==== SOURCE RECORDS
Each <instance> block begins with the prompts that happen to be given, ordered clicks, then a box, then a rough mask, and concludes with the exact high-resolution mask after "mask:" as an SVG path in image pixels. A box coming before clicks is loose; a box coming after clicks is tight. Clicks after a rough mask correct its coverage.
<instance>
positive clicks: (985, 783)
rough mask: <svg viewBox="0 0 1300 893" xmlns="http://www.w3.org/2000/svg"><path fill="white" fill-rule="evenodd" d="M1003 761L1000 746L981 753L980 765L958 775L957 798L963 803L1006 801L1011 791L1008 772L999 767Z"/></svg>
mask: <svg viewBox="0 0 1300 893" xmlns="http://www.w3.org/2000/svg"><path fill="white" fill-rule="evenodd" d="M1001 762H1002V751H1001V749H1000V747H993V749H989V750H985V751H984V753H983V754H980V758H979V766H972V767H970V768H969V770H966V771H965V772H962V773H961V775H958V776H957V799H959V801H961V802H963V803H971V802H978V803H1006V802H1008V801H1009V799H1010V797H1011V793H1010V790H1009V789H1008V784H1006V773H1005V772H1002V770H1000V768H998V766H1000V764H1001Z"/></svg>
========
# DESCRIPTION OF THE TASK
Begin with the first line of the data above and, please, print each line exactly until you have printed the line containing "positive clicks: (985, 783)"; print nothing else.

# SOLUTION TO THIS EXERCISE
Each <instance> block begins with the prompts that happen to be given, ordered clicks, then a box, then a rough mask, and concludes with the exact high-resolution mask after "mask:" as an SVG path in image pixels. A box coming before clicks is loose; a box coming after clicks is tight. Clicks after a rough mask correct its coverage.
<instance>
positive clicks: (985, 783)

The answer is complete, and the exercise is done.